_REQUEST_: In the text on avoiding integration, which distribution does the random variable X follow?

═════ SELECTED TEXT ═════

15.10 - Trick To Avoid Integration

Sometimes taking the integral is not an easy task. We do have some tools, however, to help avoid some of them. Let's take a look at an example.

Suppose we have a random variable, \(X\), that has a Gamma distribution and we want to find the Moment Generating function of \(X\), \(M_X(t)\). There is an example of how to compute this in the notes but let's try it another way.

\(\begin{align*}  M_X(t)&=\int_0^\infty \frac{1}{\Gamma(\alpha)\beta^\alpha} x^{\alpha-1}e^{-x/\beta}e^{tx}dx\\ & = \int_0^\infty \frac{1}{\Gamma(\alpha)\beta^\alpha} x^{\alpha-1}e^{-x\left(\frac{1}{\beta}-t\right)}dx \end{align*}\)

Let's rewrite this integral, taking out the constants for now and rewriting the exponent term.

\(\begin{align*}  M_X(t)&= \frac{1}{\Gamma(\alpha)\beta^\alpha}\int_0^\infty x^{\alpha-1}e^{-x\left(\frac{1}{\beta}-t\right)}dx\\ & =\frac{1}{\Gamma(\alpha)\beta^\alpha}\int_0^\infty x^{\alpha-1}e^{-x\left(\frac{1-\beta t}{\beta}\right)}dx\\ & = \frac{1}{\Gamma(\alpha)\beta^\alpha}\int_0^\infty x^{\alpha-1}e^{-x/\left(\frac{\beta}{1-\beta t}\right)}dx\\ & = \frac{1}{\Gamma(\alpha)\beta^\alpha}\int_0^\infty g(x)dx \end{align*}\)

═════ INFORMATION SHOWN ═════

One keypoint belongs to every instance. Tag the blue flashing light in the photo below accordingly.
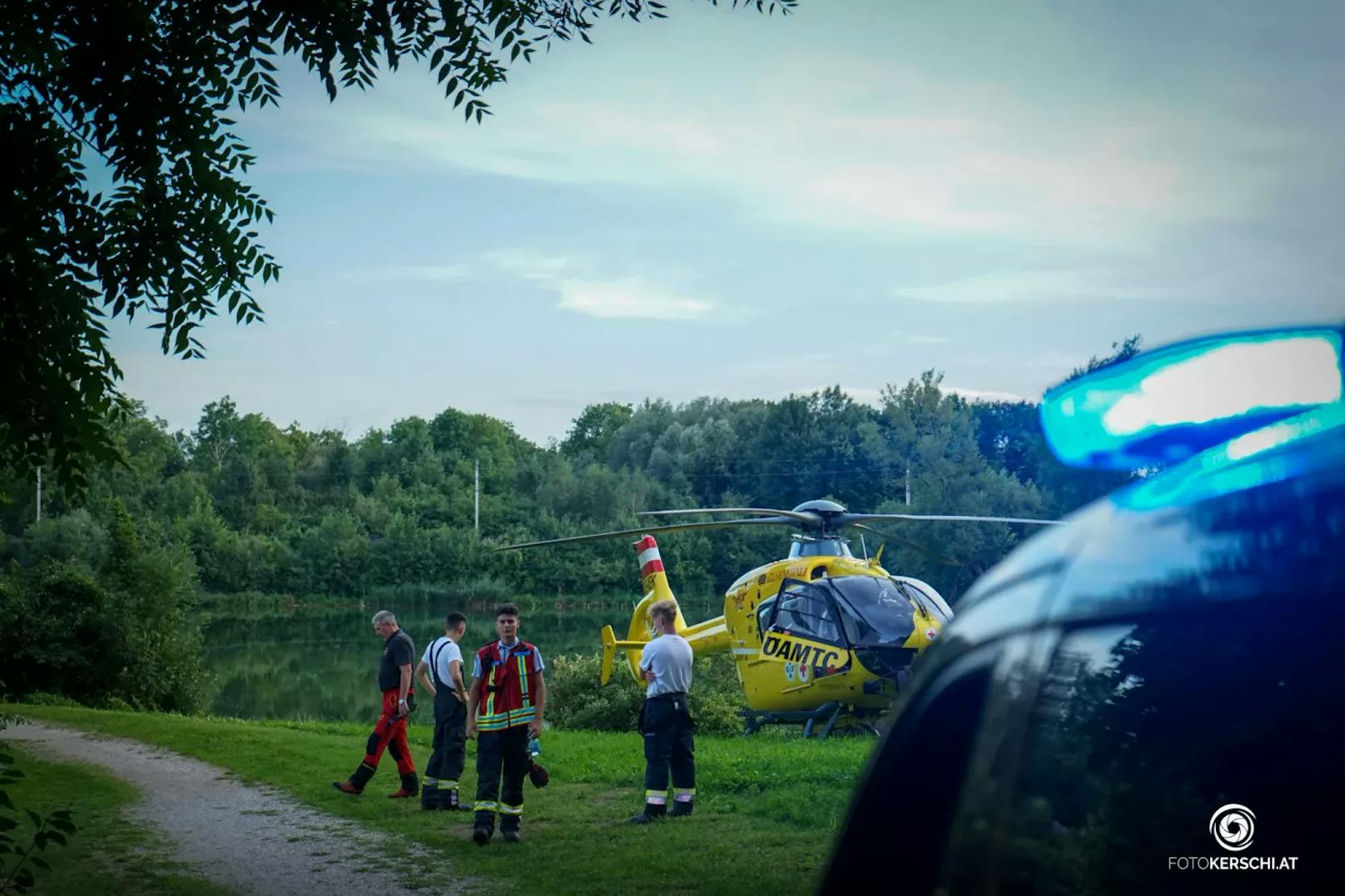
(1247, 462)
(1170, 403)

═════

_SOLUTION TO THIS EXERCISE_: X has a Gamma distribution.